- Coordinate labeling data:
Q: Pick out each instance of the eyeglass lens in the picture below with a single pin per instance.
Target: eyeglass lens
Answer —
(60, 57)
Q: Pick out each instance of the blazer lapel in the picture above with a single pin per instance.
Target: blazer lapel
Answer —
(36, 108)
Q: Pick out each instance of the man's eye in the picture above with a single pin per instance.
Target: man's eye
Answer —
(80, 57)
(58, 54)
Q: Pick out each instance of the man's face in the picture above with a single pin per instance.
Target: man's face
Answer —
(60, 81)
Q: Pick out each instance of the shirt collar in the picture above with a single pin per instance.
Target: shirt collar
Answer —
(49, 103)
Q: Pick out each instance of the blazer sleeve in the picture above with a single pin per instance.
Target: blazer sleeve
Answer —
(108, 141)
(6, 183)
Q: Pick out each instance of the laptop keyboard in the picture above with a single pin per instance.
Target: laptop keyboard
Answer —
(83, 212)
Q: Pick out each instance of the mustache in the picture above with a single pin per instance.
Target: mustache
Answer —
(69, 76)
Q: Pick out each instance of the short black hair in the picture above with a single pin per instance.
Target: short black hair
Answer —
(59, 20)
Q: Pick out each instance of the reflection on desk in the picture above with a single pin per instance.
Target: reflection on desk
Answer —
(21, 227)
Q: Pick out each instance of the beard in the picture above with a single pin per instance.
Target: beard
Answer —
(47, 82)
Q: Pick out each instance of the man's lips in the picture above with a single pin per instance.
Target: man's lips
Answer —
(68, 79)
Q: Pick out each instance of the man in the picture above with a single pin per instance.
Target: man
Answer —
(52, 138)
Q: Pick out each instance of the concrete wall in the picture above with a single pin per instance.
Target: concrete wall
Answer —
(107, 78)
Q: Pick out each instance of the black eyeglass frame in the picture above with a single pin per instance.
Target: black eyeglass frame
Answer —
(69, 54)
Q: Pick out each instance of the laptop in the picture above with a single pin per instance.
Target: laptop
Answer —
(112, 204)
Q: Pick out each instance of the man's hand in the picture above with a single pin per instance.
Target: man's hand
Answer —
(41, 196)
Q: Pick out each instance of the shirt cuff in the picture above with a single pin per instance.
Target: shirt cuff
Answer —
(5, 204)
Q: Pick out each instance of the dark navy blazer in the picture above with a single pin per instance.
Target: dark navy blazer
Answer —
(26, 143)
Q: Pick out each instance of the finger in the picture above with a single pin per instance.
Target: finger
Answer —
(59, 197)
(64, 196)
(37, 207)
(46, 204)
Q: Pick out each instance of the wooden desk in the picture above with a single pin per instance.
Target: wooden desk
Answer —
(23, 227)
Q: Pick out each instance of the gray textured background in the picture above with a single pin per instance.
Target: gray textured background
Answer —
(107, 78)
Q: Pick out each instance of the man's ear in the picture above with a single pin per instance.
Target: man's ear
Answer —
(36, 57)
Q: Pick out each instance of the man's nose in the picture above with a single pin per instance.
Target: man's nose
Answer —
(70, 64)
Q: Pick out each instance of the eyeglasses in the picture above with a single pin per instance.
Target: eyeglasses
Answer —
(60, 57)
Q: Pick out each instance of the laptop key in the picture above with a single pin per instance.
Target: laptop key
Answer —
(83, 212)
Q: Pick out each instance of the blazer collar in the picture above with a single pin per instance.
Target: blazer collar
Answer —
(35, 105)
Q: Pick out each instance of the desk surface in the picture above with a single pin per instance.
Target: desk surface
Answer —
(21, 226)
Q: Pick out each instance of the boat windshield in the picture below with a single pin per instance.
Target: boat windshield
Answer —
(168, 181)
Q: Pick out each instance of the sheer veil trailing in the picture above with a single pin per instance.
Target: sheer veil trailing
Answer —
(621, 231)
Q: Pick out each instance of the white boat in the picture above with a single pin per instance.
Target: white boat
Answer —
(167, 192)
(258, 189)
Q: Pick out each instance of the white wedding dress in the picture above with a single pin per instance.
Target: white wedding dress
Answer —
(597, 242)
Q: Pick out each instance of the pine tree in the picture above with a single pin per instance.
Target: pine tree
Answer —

- GIVEN REQUEST: Please repeat all the records above exactly as they appear.

- RESULT OF THIS TASK:
Q: Pick out each instance of the eyeglass lens in the picture below with a single pin per instance.
Target: eyeglass lens
Answer —
(60, 57)
Q: Pick out each instance of the blazer lapel in the picture above with a single pin per instance.
Target: blazer lapel
Answer —
(36, 108)
Q: Pick out each instance of the man's eye in the picture above with a single pin per instance.
Target: man's eye
Answer —
(80, 57)
(58, 54)
Q: Pick out each instance of the man's face in the picture above with a single pin per instance.
Target: man's face
Answer —
(60, 81)
Q: Pick out each instance of the shirt collar in the picture above with a single pin per instance.
Target: shirt collar
Answer —
(49, 103)
Q: Pick out each instance of the blazer sleeve in the picture above with a single pin per instance.
Target: blazer sleeve
Answer —
(108, 141)
(6, 183)
Q: Pick out each instance of the laptop keyboard in the picture above with a single pin per instance.
Target: laptop keyboard
Answer —
(83, 212)
Q: Pick out each instance of the mustache in the picture above with a single pin per instance.
Target: mustache
Answer —
(69, 76)
Q: Pick out each instance of the short black hair in the picture above with a single pin per instance.
Target: short black hair
Answer —
(59, 20)
Q: Pick out each instance of the reflection on desk in the picture above with a single pin per instance.
Target: reflection on desk
Answer —
(21, 227)
Q: Pick out each instance of the beard in the picture above with a single pin per instance.
Target: beard
Answer —
(47, 82)
Q: Pick out each instance of the man's lips in the picture above with a single pin per instance.
Target: man's lips
Answer —
(68, 79)
Q: Pick out each instance of the man in the picture above with a single pin per instance.
Target: man
Answer —
(52, 138)
Q: Pick out each instance of the concrete wall in the picture above with a single pin per instance.
Target: concrete wall
Answer —
(107, 78)
Q: Pick out each instance of the black eyeglass frame in the picture above with a single pin per instance.
Target: black eyeglass frame
Answer —
(69, 54)
Q: Pick out each instance of the laptop in the picture above with a single pin per instance.
Target: laptop
Answer —
(112, 204)
Q: Pick out each instance of the man's hand in the picture above with a single pin per instance.
Target: man's hand
Answer —
(41, 196)
Q: Pick out each instance of the shirt cuff in the picture above with a single pin per instance.
Target: shirt cuff
Answer —
(5, 204)
Q: Pick out each instance of the dark navy blazer in the picture above with a single pin per instance.
Target: dark navy blazer
Answer —
(26, 143)
Q: Pick out each instance of the finger in the picture above with a single pin per instance.
Target: finger
Answer —
(59, 197)
(64, 196)
(37, 207)
(46, 204)
Q: Pick out each instance of the wooden desk in the picture above with a single pin per instance.
Target: wooden desk
Answer —
(23, 227)
Q: Pick out each instance of the gray textured background in the picture above with a single pin per instance.
Target: gray textured background
Answer —
(107, 78)
Q: Pick out each instance of the man's ear in the picture above with a single pin per instance.
Target: man's ear
Answer —
(36, 57)
Q: Pick out each instance of the man's nose in the picture above with a single pin per instance.
Target: man's nose
Answer —
(70, 64)
Q: Pick out each instance of the eyeglasses in the picture above with a single pin per instance.
Target: eyeglasses
Answer —
(60, 57)
Q: Pick out each instance of the laptop key in the picture above with a single pin per instance.
Target: laptop key
Answer —
(83, 212)
Q: Pick out each instance of the blazer collar in the picture above with a single pin per instance.
Target: blazer collar
Answer —
(35, 105)
Q: Pick out each instance of the desk surface in the picture above with a single pin per instance.
Target: desk surface
Answer —
(21, 226)
Q: Pick out each instance of the boat windshield in the picture below with a single pin per instance.
Target: boat windshield
Answer —
(168, 181)
Q: Pick out each instance of the sheer veil trailing in the picture above with a single pin per instance.
Target: sheer veil trailing
Answer —
(621, 231)
Q: Pick out each instance of the white boat in the picture above with a single pin per instance.
Target: white boat
Answer —
(167, 192)
(258, 189)
Q: Pick out each instance of the white wedding dress in the picture above with a single pin per instance.
Target: white wedding dress
Answer —
(597, 242)
Q: Pick out each instance of the pine tree in the picture above with a single pin per instance.
Target: pine tree
Answer —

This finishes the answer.